Data items
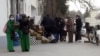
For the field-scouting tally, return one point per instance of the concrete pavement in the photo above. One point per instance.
(58, 49)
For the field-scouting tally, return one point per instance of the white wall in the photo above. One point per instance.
(3, 15)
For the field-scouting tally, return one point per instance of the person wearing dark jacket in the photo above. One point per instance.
(23, 33)
(78, 28)
(60, 23)
(47, 24)
(10, 33)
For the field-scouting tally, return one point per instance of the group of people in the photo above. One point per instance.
(20, 25)
(59, 27)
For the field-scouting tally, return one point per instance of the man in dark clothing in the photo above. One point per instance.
(78, 28)
(24, 33)
(60, 23)
(47, 23)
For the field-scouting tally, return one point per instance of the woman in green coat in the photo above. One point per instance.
(10, 33)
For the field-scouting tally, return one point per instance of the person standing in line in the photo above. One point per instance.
(47, 24)
(60, 23)
(70, 28)
(24, 33)
(10, 33)
(78, 28)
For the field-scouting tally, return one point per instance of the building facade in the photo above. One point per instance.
(31, 8)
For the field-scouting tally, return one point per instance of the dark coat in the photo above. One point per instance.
(60, 23)
(78, 24)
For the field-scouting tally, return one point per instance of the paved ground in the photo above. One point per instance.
(59, 49)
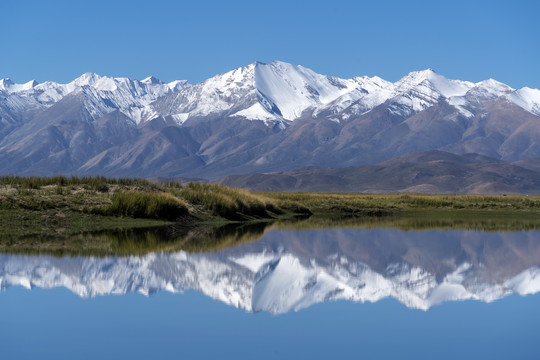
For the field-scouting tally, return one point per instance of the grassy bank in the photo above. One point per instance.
(56, 212)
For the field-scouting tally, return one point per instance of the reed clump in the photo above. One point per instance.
(229, 203)
(139, 204)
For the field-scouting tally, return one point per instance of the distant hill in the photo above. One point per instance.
(424, 172)
(263, 118)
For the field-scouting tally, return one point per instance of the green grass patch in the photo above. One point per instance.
(139, 204)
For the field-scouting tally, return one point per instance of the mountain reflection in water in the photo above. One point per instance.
(287, 270)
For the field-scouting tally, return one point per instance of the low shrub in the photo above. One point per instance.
(147, 205)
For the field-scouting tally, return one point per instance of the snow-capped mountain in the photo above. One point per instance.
(288, 271)
(256, 118)
(274, 92)
(105, 94)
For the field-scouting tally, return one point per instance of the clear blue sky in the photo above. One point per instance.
(471, 40)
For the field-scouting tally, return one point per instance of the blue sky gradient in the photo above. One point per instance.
(59, 40)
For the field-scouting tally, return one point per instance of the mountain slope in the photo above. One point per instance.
(427, 172)
(255, 119)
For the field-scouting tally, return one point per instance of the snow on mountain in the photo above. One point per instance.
(419, 90)
(295, 88)
(481, 92)
(275, 92)
(526, 98)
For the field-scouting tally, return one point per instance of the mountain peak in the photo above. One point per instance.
(151, 80)
(5, 83)
(435, 81)
(88, 78)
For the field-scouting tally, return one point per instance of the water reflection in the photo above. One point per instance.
(287, 270)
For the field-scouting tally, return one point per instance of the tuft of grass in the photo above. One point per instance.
(139, 204)
(229, 203)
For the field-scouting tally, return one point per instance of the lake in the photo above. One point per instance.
(370, 292)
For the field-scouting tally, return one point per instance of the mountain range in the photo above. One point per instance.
(255, 119)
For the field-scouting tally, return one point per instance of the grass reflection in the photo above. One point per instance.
(204, 238)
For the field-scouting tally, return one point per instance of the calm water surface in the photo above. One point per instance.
(377, 293)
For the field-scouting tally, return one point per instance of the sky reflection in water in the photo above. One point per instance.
(284, 272)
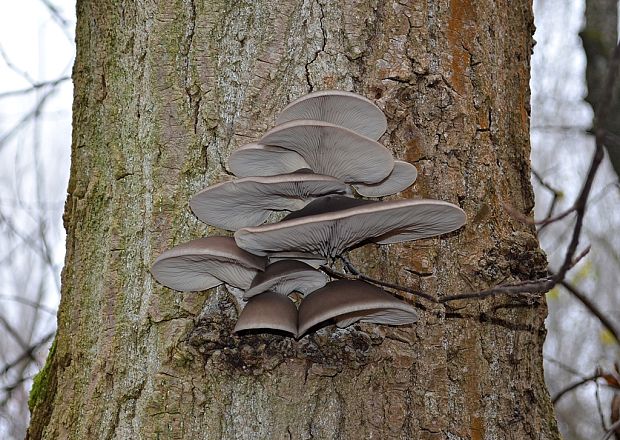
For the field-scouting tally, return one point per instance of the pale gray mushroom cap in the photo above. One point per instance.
(348, 301)
(287, 276)
(251, 200)
(264, 160)
(332, 150)
(268, 310)
(313, 260)
(205, 263)
(333, 232)
(402, 177)
(346, 109)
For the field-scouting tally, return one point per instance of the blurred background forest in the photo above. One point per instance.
(569, 66)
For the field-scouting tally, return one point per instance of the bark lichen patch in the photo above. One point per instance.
(41, 382)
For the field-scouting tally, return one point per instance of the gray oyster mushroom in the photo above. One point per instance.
(205, 263)
(331, 225)
(349, 301)
(269, 310)
(346, 109)
(287, 276)
(264, 160)
(333, 150)
(402, 177)
(251, 200)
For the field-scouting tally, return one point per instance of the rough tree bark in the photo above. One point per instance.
(163, 92)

» **Short exercise**:
Take the lines from the one that contains "the mountain range" down to the last line of the listing above, both included, and set them down exactly, leaving out pictures.

» **Complete answer**:
For the field-scouting tally, return one point per instance of the mountain range in the photo above. One point per instance.
(255, 119)
For the field-scouting tally, return one point per instance of the grass reflection in the photo above. One point per instance.
(204, 238)
For the field-scouting tally, return one point per instance of the calm water surface in the photo above. One point per instance.
(377, 293)
For the field-scouting tally, return one point per instance of the sky reflection in water in the photo above. One point per instance.
(284, 272)
For the field-scouting tally, return one point per instance of the pale gray mushroom cap in the photo above. One point per instance.
(348, 301)
(287, 276)
(251, 200)
(264, 160)
(332, 150)
(268, 310)
(313, 260)
(205, 263)
(333, 232)
(402, 177)
(346, 109)
For the field-scouting tally, return one point per instance of the blurred background forest in the photo above. One point per instance.
(569, 66)
For the field-scouting tally, return one point per instance of the bark lichen patch in the photo above. One point per instance.
(41, 382)
For the field-scouting tally, return one point per instance of the gray oyster mushroom in the photo above. One point per instance.
(205, 263)
(331, 225)
(349, 301)
(269, 310)
(346, 109)
(287, 276)
(264, 160)
(333, 150)
(402, 177)
(251, 200)
For the field-scouting tally, return one point per instance of the rough tree bark in the photo above. One point per instance.
(163, 92)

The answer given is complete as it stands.